**SELECTED PASSAGE**:
━━━━━━

Nik said he put his dad on the floor, opened up his airways so he could breath and started doing CPR.
Within 10 minutes, St John ambulance officers Catherine Khan and Geoff Martin arrived on the scene.
Khan said it was possible Hancock would have been dead by the time their ambulance crew arrived if it wasn't for Nik.
"The high-quality CPR Nik was doing prior to our arrival meant oxygen and blood were still being pushed around Paul's organs which kept his dad alive while he was in cardiac arrest."
Four Fire and Emergency New Zealand crew arrived on scene to help with CPR - rotating every two minutes.
Khan said having the fire crew there to do compressions gave her crew a massive advantage as it meant she and Martin could focus on other interventions such as injecting medicines and opening up his airways.
By that time, Nik's grandma, Hancock's mum, had arrived at the house.
"Grandma's a former nurse so she was able to explain everything that was happening.
"At one point one of the ambo crew came out and told us it wasn't looking good. I started to think dad wasn't coming back."
Hancock received seven shocks before the ambulance crew were able to get his heart to start beating again.

━━━━━━

(Dataset items)
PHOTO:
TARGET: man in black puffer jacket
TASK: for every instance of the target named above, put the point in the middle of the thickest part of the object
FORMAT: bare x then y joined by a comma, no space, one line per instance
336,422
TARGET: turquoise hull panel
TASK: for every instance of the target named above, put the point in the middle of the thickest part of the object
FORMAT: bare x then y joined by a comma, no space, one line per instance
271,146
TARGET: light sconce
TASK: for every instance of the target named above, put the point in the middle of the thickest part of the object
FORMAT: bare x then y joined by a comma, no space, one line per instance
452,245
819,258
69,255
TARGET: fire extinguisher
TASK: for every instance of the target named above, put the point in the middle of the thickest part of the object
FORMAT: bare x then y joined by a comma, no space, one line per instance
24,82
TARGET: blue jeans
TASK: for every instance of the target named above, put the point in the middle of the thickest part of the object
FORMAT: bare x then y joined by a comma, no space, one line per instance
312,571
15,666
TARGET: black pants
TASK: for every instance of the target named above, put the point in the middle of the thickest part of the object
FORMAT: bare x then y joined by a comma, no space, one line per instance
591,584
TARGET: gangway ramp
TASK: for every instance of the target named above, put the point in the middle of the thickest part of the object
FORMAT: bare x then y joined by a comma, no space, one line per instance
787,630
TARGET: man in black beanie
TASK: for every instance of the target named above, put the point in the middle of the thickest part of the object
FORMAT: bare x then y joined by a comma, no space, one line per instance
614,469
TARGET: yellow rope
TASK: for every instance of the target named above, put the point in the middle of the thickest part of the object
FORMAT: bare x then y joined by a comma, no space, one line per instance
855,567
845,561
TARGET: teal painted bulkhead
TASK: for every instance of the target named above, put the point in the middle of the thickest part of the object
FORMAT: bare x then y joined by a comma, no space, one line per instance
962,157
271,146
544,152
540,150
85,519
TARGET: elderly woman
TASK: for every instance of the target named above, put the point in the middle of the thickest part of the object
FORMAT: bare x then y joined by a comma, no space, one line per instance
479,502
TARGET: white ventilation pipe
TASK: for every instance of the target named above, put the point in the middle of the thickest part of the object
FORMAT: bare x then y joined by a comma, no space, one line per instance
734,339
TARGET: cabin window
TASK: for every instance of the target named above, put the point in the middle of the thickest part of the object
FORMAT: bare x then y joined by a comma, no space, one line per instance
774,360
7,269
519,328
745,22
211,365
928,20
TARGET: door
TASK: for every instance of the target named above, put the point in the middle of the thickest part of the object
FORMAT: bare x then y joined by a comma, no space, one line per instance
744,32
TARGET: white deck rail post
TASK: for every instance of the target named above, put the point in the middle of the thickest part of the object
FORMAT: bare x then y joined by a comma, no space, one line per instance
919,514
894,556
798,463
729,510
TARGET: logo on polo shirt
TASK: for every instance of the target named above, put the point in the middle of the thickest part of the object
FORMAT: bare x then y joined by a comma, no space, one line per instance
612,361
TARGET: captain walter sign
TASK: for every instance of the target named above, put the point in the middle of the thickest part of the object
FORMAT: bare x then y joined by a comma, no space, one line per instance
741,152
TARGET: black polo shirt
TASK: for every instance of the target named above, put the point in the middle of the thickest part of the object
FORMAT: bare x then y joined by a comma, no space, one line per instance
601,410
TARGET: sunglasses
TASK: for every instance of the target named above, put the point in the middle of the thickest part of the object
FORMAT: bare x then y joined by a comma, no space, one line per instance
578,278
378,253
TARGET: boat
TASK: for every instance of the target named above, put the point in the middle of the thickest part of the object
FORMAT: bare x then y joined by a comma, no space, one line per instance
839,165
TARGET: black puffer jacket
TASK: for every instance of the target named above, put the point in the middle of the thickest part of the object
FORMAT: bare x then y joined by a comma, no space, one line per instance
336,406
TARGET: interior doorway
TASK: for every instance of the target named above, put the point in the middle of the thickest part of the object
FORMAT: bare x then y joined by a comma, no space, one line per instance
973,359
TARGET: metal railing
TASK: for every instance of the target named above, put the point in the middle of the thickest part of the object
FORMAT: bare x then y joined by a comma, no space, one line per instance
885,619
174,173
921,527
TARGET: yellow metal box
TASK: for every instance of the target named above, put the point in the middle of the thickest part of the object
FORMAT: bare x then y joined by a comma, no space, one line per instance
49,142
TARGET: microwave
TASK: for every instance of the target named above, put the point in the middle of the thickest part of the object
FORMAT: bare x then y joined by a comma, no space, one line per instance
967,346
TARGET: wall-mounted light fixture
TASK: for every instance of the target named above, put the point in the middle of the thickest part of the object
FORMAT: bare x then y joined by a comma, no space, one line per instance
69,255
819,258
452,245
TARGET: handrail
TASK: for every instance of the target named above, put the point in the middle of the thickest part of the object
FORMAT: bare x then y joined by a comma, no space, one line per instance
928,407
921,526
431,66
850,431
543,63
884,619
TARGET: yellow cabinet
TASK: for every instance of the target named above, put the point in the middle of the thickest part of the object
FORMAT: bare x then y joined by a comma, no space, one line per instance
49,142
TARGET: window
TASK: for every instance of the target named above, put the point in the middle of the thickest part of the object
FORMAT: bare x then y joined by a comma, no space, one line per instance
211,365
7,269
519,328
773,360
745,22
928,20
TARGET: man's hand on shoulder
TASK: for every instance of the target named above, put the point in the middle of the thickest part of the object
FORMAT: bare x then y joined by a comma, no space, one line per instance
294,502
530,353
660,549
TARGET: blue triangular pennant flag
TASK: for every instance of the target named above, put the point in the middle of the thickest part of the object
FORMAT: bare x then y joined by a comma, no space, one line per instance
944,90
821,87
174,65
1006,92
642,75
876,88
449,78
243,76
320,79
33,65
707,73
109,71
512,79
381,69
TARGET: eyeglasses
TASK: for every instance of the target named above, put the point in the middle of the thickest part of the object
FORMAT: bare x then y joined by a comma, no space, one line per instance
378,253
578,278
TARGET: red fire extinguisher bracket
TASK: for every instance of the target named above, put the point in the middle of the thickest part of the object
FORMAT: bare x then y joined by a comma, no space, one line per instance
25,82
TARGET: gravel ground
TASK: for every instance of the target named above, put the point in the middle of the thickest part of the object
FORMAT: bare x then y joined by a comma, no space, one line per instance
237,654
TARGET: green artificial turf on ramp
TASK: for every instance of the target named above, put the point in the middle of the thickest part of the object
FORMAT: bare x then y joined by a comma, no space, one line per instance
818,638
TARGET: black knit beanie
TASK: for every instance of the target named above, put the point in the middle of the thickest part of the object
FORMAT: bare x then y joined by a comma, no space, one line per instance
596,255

━━━━━━

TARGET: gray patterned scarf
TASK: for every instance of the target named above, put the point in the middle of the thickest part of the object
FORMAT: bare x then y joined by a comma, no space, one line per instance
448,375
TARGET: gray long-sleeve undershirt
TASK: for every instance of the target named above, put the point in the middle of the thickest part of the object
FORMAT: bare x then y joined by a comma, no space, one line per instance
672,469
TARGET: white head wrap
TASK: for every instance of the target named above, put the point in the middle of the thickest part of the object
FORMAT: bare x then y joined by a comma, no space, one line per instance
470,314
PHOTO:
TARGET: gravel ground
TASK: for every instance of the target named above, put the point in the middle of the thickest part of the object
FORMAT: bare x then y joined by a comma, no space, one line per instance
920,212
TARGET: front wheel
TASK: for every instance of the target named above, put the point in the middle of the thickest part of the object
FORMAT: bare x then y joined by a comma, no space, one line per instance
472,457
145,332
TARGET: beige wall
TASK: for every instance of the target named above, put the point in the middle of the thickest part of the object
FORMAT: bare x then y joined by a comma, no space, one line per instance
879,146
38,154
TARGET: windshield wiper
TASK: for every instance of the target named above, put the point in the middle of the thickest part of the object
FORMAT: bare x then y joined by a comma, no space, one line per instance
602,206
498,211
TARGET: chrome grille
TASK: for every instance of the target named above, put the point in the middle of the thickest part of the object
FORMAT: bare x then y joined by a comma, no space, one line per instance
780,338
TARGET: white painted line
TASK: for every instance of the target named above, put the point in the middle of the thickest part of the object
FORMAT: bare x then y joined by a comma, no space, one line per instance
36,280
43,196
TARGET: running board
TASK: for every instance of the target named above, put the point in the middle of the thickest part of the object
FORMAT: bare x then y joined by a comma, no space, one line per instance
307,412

━━━━━━

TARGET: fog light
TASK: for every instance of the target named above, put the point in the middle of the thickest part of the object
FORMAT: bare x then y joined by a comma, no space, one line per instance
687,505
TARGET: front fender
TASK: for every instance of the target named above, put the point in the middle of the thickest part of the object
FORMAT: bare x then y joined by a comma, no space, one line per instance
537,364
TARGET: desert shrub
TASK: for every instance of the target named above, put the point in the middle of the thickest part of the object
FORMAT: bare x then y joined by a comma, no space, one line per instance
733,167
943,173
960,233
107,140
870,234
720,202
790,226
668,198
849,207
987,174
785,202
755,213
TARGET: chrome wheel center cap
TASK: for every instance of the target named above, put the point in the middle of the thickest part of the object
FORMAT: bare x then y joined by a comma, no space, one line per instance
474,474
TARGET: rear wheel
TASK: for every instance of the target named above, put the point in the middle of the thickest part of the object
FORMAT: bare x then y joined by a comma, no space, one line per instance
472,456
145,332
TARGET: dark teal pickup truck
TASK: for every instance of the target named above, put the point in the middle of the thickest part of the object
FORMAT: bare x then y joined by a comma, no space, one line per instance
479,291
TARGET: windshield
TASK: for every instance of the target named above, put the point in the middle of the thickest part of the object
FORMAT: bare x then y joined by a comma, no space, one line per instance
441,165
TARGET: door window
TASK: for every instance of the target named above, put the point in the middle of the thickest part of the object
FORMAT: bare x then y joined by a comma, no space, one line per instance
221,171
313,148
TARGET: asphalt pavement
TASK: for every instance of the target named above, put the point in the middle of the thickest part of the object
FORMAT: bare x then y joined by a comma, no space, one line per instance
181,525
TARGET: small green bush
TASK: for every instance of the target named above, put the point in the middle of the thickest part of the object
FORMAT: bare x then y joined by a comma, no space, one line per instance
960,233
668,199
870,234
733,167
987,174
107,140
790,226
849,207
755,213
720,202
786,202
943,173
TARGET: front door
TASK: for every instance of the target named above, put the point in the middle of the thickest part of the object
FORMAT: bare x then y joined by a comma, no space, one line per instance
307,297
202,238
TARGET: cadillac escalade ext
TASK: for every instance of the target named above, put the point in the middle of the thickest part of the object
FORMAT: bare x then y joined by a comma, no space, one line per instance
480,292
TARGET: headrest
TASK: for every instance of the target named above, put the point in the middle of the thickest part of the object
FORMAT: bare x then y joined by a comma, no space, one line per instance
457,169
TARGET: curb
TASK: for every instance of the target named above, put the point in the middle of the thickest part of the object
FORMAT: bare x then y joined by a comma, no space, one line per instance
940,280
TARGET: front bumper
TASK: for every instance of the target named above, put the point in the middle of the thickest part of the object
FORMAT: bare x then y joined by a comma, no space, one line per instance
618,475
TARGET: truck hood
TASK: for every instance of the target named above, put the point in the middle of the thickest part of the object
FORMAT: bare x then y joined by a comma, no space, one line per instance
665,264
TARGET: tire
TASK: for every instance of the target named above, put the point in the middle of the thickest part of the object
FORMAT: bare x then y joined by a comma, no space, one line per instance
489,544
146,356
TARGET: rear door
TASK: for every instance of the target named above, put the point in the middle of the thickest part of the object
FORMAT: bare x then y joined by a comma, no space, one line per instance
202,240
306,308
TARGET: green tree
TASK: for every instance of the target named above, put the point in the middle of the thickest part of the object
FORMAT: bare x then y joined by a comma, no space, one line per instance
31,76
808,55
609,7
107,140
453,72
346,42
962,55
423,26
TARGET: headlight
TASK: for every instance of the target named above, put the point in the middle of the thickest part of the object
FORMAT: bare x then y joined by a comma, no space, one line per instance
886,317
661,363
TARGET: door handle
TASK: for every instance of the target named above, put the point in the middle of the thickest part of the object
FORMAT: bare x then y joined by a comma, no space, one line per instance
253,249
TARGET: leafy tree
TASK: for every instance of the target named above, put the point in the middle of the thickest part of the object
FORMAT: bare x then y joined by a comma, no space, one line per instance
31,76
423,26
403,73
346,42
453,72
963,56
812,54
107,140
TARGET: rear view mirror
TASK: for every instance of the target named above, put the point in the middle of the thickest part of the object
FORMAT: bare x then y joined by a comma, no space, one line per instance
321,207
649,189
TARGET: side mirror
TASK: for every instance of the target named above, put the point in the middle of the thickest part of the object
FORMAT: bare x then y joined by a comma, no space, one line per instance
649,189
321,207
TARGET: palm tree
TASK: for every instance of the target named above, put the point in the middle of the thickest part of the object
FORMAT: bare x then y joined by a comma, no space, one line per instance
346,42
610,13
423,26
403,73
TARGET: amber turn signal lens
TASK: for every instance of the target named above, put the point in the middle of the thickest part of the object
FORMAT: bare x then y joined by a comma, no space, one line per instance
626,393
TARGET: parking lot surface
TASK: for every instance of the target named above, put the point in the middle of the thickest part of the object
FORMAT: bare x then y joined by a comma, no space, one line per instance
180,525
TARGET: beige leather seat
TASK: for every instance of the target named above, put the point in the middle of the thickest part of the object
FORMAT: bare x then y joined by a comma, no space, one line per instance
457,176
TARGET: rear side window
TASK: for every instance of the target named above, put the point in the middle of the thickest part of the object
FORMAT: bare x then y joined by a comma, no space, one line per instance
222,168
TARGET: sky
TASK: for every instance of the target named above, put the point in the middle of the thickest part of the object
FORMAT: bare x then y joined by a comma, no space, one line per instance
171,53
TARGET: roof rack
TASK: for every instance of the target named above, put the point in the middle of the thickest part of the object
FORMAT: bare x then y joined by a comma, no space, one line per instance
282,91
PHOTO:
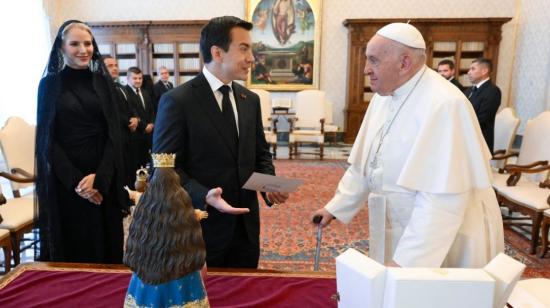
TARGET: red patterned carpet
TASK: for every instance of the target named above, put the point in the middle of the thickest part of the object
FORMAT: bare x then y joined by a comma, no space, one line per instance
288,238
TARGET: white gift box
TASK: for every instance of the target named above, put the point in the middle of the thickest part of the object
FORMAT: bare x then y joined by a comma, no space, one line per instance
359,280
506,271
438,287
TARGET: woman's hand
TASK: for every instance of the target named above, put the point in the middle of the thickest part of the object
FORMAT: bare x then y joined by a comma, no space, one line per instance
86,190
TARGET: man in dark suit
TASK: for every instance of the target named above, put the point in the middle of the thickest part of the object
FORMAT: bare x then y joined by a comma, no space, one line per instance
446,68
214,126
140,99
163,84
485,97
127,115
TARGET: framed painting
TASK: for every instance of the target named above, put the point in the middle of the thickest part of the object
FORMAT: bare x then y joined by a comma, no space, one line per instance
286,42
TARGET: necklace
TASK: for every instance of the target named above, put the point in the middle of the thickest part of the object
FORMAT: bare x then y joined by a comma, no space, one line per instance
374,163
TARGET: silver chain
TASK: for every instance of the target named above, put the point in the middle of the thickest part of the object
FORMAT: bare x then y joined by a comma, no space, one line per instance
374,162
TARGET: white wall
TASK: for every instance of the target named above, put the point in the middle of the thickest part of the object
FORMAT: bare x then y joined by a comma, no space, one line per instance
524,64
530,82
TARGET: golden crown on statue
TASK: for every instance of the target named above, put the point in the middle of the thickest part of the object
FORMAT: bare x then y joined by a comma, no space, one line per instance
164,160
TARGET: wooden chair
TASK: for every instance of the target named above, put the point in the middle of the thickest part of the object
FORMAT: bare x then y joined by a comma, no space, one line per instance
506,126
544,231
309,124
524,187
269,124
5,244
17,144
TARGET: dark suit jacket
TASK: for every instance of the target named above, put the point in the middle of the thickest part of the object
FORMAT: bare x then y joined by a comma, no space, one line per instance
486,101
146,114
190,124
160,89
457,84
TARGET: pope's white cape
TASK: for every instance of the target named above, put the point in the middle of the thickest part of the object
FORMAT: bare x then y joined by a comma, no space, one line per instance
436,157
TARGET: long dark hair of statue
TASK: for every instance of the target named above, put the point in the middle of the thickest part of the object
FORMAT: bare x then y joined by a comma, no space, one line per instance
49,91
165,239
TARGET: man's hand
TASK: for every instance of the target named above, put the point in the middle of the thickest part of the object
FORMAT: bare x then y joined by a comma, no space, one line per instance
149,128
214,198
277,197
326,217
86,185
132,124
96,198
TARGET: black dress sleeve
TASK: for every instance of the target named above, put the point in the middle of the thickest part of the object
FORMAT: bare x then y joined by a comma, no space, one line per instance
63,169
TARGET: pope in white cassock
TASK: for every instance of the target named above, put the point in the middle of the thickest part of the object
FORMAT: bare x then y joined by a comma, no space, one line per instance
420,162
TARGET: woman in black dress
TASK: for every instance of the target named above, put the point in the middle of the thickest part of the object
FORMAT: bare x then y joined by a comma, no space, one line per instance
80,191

━━━━━━

**PROBLEMS TO SOLVE**:
[a] Rewrite the paragraph of the rescue story that begins "Khan said having the fire crew" in a shorter form, keeping its main facts.
[b] Copy the rescue story word for word from "Within 10 minutes, St" to "wasn't for Nik.".

**WRITTEN RESPONSES**:
[a] Khan said the fire crew doing compressions gave her crew a big advantage, because she and Martin could then concentrate on other interventions, such as injecting medicines and opening his airways.

[b]
Within 10 minutes, St John ambulance officers Catherine Khan and Geoff Martin arrived on the scene.
Khan said it was possible Hancock would have been dead by the time their ambulance crew arrived if it wasn't for Nik.